### TEXT PROVIDED
-- -- --

It may be that there are many parents out there rich enough to do all this with no help, but we are not all as fortunate, i am in a position that i can take him everyday through not working anymore, but that does not mean i am loaded, just sensible with money to give me an income that means i can not work should i choose...

I don't understand how that equates to pressure on him though...??? As i have already said, if he wants to stop he will stop, although i cannot see that happening anytime soon...!!!


----------



## Girvs (May 14, 2013)

Kevin137 said:


> Can't believe how close we are to 1000 only 15 more needed.


You mean 14 

Great to see the progress of your young fella. I'd love to have had someone document where I started and where I am now. Will be great to see how he's going in a few years time.


----------



## AntipodeanSam (Apr 19, 2013)

Kevin137 said:


> I am fortunate enough that from this season i get a family season pass for free, but he has still has to pull his weight...!
> 
> He gets every lesson anyway, that is tuesday evenings from 6-8pm, on the snow, and then 3 weekends with events for the club as well.

-- -- --

### INFORMATION SHOWN
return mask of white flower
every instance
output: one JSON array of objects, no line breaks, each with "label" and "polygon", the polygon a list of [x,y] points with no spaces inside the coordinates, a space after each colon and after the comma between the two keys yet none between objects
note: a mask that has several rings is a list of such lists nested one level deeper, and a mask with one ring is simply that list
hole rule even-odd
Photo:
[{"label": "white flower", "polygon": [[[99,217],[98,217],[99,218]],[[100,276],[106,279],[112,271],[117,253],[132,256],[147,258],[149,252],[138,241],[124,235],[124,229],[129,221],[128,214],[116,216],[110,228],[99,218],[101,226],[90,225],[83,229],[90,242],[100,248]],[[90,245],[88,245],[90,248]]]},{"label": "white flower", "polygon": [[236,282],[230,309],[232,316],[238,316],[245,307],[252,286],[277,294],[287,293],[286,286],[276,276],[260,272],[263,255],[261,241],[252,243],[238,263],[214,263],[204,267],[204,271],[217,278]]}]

-- -- --

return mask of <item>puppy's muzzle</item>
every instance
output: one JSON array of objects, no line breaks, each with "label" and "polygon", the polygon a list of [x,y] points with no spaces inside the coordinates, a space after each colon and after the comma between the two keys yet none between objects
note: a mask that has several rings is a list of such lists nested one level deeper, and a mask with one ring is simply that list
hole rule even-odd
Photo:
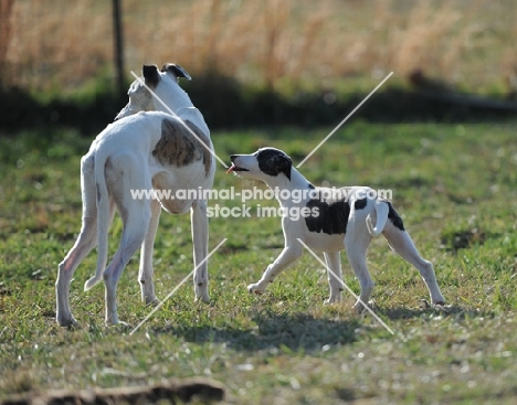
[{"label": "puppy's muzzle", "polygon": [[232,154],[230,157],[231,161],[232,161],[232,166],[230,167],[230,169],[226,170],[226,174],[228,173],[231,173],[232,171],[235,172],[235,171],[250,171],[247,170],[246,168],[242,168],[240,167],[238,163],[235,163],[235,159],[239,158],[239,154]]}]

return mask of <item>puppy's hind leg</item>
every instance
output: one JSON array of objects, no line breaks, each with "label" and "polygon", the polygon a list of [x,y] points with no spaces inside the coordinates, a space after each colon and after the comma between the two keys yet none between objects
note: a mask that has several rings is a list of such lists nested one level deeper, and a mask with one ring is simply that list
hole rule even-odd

-- -- --

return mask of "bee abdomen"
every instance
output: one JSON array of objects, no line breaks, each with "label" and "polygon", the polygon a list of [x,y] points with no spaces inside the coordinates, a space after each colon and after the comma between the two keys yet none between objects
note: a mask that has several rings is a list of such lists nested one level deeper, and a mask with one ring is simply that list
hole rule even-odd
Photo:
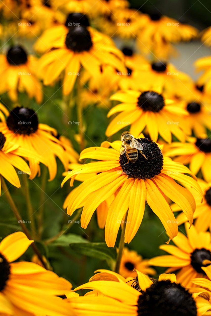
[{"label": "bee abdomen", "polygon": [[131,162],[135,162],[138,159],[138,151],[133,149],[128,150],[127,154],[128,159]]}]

-- -- --

### WHAT YOU NEED TO DO
Answer these questions about the forum thread.
(a) When someone says 15 more are needed to reach 1000, what number does Girvs say instead?
(b) On what day and at what hours are the lessons?
(c) What does the poster quoted by AntipodeanSam get for free starting this season?

### FINISHED EXERCISE
(a) 14
(b) Tuesday evenings, from 6 to 8 pm
(c) A family season pass